_What the exercise asks_
Transcribe verbatim, and nothing more, the stretch of the data below from the line containing "Target = reflective stripe on vest" through the line containing "x=1011 y=399", including both of those lines.

-------- Recorded information

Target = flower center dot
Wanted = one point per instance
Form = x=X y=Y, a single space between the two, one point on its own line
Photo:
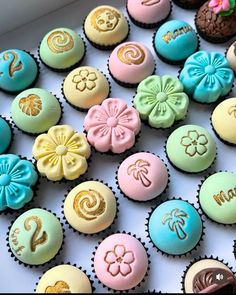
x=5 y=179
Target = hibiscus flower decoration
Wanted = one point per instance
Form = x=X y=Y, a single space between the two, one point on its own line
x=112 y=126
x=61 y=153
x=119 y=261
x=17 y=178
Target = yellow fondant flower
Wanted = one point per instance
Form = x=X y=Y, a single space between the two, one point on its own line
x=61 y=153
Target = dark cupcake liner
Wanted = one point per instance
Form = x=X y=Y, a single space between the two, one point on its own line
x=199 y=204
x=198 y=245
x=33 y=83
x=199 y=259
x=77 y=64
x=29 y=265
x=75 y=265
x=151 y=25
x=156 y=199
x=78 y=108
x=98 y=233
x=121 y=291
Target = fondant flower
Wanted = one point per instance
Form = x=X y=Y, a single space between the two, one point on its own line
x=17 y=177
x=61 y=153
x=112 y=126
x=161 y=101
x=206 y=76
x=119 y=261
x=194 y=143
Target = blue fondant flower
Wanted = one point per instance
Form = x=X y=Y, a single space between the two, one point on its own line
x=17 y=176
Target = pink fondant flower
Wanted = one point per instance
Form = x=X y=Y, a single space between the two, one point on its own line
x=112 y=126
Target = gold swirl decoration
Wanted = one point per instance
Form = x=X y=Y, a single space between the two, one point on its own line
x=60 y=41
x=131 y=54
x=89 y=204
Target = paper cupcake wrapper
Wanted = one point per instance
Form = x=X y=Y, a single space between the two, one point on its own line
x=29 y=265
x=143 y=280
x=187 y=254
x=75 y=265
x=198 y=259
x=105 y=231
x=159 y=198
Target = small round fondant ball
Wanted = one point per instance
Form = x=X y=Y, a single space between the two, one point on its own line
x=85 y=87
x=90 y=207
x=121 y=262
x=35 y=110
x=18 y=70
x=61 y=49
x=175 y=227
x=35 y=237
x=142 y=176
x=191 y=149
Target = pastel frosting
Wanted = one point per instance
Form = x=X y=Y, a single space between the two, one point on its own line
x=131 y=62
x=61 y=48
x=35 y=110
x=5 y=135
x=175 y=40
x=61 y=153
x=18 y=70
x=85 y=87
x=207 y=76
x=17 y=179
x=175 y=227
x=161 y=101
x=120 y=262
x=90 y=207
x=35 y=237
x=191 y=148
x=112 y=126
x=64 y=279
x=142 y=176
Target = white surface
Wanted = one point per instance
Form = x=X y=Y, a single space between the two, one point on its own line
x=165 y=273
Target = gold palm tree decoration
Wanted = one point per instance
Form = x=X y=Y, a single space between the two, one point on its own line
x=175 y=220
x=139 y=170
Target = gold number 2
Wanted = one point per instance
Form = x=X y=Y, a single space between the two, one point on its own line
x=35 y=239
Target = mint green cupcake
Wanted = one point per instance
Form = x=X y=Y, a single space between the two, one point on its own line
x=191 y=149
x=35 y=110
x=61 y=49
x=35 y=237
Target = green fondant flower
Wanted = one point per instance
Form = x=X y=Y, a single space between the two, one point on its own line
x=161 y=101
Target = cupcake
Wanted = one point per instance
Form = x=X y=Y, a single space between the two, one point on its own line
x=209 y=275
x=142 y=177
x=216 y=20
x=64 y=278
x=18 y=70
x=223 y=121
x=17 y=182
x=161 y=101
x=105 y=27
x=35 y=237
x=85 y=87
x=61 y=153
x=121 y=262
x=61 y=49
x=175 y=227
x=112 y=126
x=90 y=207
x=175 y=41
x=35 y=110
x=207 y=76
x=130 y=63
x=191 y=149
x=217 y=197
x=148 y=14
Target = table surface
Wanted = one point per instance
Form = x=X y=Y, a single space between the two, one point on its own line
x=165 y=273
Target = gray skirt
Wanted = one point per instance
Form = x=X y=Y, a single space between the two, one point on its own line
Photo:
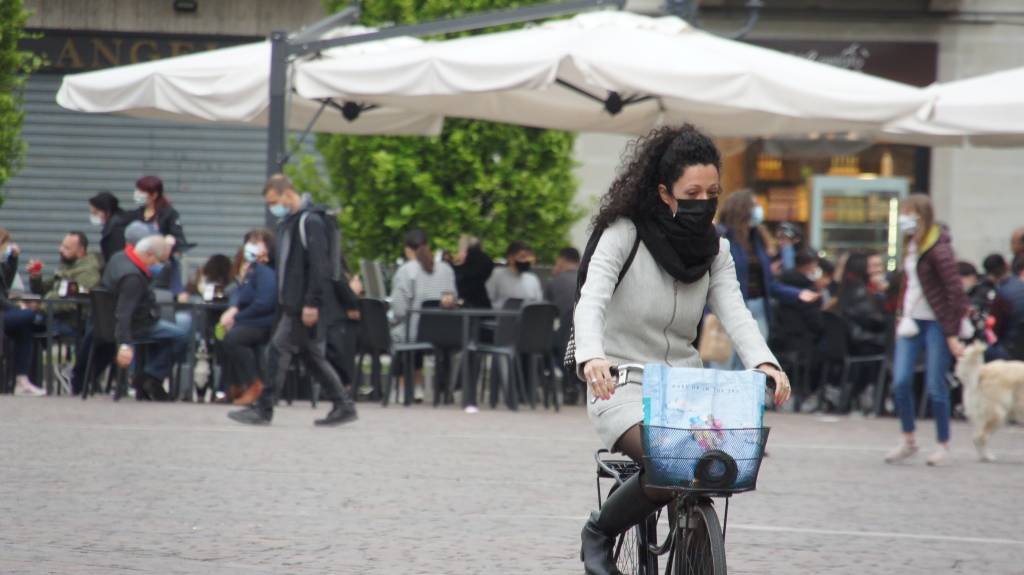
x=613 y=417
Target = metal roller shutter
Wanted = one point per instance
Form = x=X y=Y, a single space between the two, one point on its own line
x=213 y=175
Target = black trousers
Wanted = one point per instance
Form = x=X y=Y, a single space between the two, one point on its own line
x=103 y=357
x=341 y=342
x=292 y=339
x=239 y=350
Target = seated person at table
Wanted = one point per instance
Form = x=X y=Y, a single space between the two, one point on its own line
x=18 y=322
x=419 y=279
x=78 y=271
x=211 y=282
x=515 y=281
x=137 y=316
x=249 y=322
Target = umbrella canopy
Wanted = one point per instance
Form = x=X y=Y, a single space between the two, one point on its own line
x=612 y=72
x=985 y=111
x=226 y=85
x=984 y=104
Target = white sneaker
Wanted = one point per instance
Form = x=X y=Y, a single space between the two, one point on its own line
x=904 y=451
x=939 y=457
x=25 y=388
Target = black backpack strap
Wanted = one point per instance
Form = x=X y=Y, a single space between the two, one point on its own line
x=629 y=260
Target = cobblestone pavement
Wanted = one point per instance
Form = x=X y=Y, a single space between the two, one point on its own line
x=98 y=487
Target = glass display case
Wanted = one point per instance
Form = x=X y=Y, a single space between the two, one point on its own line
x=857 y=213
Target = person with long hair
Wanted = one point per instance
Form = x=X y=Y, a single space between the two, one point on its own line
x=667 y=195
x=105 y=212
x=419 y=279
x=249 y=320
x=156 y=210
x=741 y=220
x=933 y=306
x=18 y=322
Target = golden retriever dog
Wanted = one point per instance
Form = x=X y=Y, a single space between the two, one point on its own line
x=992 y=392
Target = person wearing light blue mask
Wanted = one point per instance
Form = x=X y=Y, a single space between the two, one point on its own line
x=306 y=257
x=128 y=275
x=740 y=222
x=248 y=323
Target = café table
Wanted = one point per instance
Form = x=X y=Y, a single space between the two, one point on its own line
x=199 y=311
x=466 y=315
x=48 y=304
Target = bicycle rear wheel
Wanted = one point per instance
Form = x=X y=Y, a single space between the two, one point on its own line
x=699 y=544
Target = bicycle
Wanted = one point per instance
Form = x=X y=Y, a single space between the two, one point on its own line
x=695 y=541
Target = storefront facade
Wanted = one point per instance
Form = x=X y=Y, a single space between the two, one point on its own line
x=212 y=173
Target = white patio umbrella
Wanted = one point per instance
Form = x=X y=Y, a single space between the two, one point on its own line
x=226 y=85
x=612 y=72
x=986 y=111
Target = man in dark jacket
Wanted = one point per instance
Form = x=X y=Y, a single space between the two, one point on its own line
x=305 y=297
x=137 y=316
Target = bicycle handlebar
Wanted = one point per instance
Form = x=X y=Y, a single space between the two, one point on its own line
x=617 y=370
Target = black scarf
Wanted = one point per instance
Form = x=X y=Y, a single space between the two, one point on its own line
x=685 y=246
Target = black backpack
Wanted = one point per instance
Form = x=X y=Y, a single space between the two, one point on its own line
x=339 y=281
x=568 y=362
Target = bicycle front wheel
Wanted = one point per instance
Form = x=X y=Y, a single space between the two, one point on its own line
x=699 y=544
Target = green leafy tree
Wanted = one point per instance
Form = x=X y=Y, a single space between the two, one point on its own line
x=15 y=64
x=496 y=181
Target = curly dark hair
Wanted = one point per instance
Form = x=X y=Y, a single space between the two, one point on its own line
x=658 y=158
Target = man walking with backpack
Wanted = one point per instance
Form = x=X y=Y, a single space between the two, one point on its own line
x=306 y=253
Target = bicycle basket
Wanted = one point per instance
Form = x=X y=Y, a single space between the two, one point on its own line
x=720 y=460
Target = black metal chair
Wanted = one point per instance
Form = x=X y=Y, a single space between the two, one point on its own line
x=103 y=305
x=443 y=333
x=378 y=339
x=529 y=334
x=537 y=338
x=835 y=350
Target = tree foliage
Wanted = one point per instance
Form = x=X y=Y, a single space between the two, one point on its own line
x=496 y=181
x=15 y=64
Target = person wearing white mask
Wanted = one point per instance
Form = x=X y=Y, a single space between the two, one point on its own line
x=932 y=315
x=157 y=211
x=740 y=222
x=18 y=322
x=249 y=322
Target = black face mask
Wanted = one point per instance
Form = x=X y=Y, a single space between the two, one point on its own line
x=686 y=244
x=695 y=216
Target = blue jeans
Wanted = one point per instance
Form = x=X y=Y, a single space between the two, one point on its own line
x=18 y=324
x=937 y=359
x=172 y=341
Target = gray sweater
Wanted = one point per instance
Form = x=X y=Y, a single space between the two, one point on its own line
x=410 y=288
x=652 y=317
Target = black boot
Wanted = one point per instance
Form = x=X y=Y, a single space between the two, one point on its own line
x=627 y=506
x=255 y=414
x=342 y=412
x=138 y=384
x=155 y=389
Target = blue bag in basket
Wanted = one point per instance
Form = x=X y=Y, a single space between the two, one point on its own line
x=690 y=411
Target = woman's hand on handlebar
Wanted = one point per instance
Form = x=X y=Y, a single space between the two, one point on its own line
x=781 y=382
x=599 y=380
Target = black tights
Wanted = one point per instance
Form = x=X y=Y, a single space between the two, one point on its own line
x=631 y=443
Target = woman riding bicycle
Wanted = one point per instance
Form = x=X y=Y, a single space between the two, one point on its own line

----------------
-------- Recorded information

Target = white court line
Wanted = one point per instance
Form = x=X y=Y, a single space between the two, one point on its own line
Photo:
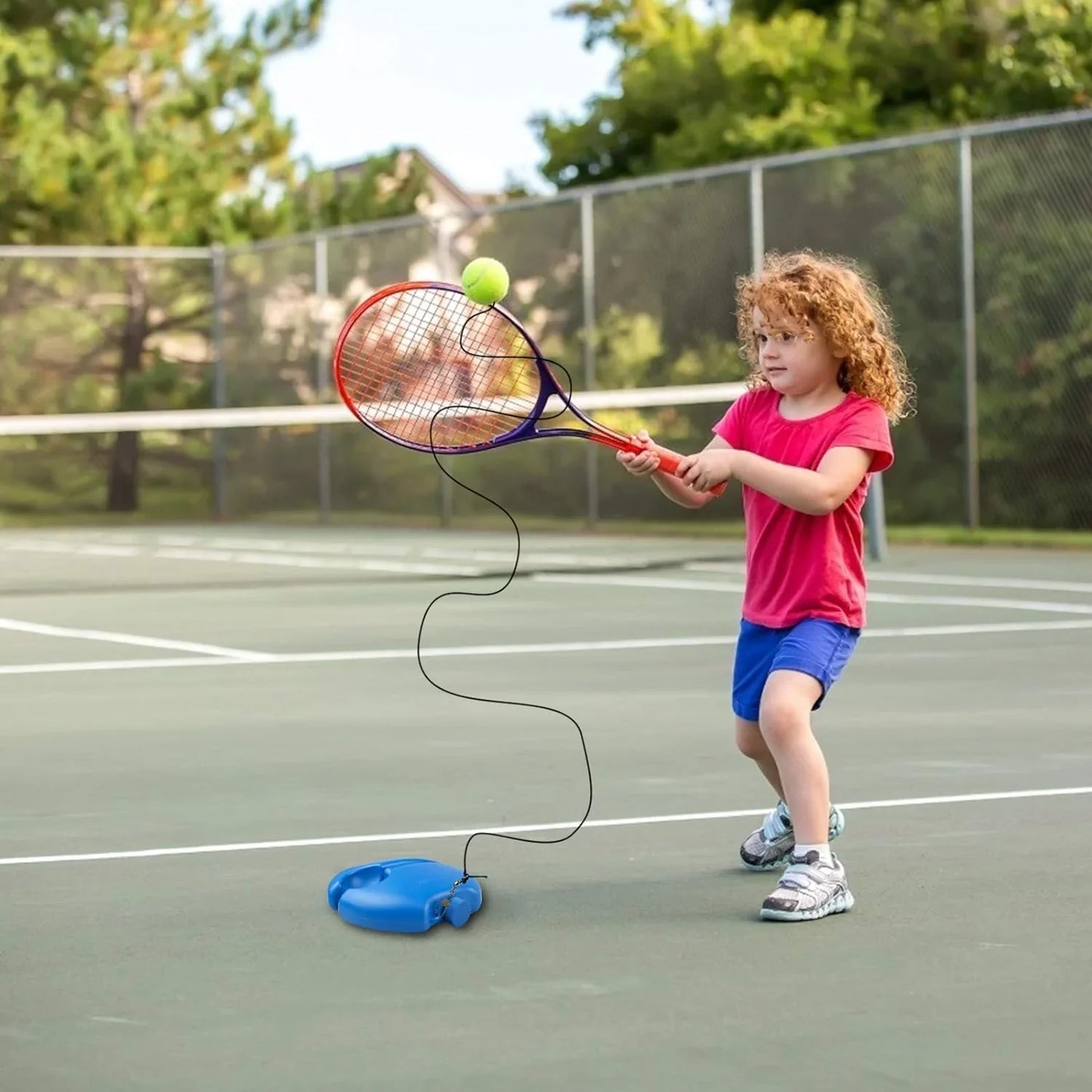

----------------
-------- Recorded information

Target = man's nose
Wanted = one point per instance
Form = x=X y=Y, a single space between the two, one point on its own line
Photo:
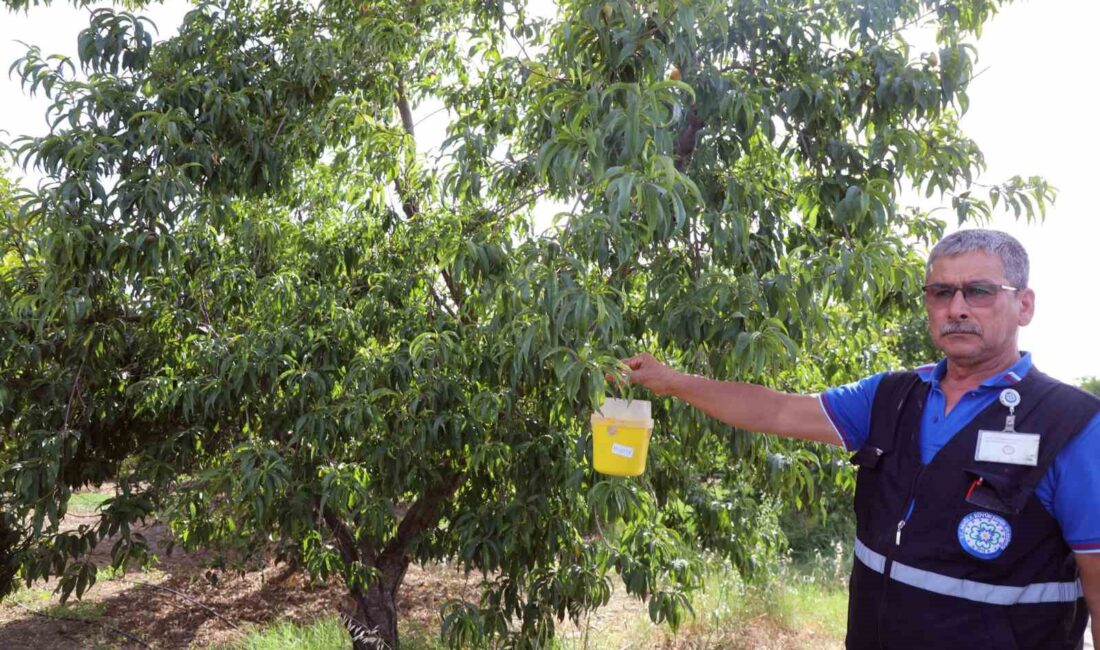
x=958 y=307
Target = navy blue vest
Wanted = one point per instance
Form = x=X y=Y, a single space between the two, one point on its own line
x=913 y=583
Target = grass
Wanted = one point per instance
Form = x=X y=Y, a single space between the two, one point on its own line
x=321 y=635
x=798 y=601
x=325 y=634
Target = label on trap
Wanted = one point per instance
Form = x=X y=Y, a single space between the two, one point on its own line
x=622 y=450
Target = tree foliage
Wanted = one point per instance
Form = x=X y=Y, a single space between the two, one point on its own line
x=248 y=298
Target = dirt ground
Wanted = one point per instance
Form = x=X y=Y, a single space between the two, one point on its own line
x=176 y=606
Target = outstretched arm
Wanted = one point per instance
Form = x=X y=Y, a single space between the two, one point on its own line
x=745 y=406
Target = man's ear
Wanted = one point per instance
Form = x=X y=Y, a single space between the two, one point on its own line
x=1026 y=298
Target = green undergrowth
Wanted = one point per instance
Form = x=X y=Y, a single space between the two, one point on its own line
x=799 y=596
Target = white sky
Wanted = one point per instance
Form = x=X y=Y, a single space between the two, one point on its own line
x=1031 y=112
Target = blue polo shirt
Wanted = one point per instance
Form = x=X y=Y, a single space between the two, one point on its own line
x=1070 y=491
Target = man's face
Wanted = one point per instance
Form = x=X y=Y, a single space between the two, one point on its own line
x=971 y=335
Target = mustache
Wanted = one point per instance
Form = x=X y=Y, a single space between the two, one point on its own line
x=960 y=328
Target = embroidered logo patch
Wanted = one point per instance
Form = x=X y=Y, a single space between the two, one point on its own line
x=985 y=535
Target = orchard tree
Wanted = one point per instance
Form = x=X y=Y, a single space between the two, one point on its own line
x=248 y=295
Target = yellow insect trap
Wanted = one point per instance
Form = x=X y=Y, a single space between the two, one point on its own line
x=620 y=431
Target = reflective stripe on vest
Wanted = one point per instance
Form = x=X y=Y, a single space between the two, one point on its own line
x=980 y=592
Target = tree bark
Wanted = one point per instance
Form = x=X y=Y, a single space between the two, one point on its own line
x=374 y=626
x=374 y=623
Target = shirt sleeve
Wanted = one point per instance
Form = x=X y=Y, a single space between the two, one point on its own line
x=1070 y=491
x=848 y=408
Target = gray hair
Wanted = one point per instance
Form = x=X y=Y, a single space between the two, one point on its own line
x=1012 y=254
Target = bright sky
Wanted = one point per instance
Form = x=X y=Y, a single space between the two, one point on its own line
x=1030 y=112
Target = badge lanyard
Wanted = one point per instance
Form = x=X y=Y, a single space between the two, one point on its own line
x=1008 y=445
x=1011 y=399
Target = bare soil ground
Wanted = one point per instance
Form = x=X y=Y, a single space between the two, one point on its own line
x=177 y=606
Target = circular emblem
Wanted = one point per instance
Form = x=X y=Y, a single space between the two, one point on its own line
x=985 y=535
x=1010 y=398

----------------

_Response to the exercise_
Target = reflective stripe on vest
Wanted = one point per instance
Form = x=X y=Y, a single space between the two, one point on its own line
x=980 y=592
Target = tree bark
Wanted = one point per instance
Form = x=X y=Y, a single space between the two, one point on its own line
x=374 y=626
x=374 y=623
Target = shirt sleeve
Wanted = one point per instance
Form = x=X y=Y, a single space between the two, one point on its own line
x=1070 y=491
x=848 y=408
Target = gray hair
Wanted = one point per instance
Form = x=X y=Y, a single space between the two, one point on its own line
x=1012 y=254
Target = bright sky
Wanted = one point per instance
Form = x=X y=Y, a single space between the two, one point on its own line
x=1030 y=112
Target = badge lanyard
Wanted = one point per instance
Form = x=X y=Y, a single space between the two, one point on its own line
x=1008 y=445
x=1011 y=399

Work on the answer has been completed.